* DIRECTIVE: Copy the lines of the records, starting at the line that contains "Scan the picture and mark every skier" and stopping after the line that contains "[816,408,828,600]". Multiply each bounding-box coordinate by 1.75 and round it to the nearest whole number, halves up, and leave all other text unchanged.

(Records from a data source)
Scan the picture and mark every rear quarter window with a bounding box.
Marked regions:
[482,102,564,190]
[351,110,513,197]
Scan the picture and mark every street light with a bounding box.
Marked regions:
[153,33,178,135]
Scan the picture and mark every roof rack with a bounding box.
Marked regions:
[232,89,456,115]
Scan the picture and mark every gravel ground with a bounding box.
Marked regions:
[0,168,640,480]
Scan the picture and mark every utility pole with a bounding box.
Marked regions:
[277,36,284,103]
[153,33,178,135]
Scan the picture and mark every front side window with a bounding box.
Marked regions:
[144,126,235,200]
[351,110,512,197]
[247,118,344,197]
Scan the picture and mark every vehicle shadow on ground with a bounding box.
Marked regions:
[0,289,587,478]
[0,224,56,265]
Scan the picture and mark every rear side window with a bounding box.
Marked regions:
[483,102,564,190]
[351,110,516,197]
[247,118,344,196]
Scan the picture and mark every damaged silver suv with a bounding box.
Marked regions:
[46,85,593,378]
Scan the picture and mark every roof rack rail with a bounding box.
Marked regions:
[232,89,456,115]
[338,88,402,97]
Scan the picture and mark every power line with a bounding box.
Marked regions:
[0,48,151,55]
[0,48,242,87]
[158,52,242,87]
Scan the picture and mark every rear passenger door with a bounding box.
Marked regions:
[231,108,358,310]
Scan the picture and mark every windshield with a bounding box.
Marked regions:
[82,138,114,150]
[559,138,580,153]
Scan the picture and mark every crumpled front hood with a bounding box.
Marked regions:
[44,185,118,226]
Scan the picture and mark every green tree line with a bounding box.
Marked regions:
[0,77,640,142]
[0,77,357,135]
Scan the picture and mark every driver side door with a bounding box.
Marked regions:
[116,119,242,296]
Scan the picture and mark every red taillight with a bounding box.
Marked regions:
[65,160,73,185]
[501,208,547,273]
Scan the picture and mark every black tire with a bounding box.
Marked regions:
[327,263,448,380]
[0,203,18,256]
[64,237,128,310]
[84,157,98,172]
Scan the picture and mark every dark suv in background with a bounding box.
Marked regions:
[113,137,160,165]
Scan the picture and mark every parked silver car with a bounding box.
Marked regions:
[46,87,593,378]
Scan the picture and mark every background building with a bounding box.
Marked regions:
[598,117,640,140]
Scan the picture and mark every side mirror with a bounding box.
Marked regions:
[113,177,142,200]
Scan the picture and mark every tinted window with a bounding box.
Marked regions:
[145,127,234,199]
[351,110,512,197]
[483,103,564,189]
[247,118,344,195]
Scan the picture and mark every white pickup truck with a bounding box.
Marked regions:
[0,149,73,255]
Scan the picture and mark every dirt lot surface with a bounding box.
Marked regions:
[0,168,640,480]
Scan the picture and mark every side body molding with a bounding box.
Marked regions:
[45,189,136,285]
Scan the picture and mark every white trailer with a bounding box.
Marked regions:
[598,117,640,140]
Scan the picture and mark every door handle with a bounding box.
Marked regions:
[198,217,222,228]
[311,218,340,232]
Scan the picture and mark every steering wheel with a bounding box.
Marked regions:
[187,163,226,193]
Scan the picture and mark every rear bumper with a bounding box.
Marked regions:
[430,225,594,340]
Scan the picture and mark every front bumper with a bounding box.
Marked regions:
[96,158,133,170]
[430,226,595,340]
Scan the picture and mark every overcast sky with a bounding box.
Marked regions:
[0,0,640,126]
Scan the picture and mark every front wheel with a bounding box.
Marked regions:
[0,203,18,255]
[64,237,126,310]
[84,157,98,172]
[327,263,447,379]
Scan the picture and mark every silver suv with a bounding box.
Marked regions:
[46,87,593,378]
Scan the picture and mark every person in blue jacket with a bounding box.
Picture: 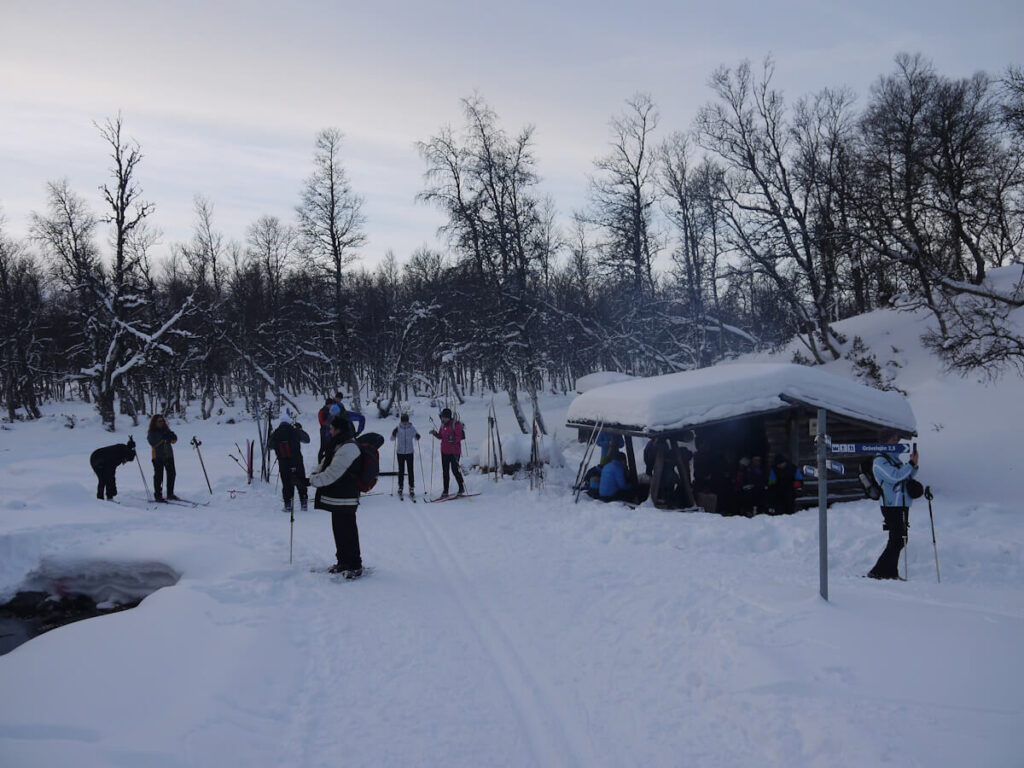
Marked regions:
[598,449,636,502]
[867,432,918,579]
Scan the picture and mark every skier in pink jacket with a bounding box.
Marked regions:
[430,409,466,496]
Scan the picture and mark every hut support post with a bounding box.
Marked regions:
[650,440,665,507]
[626,434,639,487]
[816,408,828,600]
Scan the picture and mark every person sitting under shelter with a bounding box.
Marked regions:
[599,449,636,503]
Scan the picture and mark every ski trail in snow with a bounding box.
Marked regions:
[412,508,599,768]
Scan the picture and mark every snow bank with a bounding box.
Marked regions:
[566,364,916,432]
[577,371,636,394]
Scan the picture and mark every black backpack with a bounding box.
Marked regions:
[857,456,882,502]
[270,424,299,462]
[354,432,384,494]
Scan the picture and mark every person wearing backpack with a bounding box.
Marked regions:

* SOLVED EXERCISE:
Scan the picture and mark every skier in pink jacket with a bounding box.
Marked regions:
[753,716,816,868]
Scan the picture and mark every hut support post with a bounding box.
Marked regions:
[1138,770,1164,887]
[1096,760,1118,852]
[1428,714,1449,1050]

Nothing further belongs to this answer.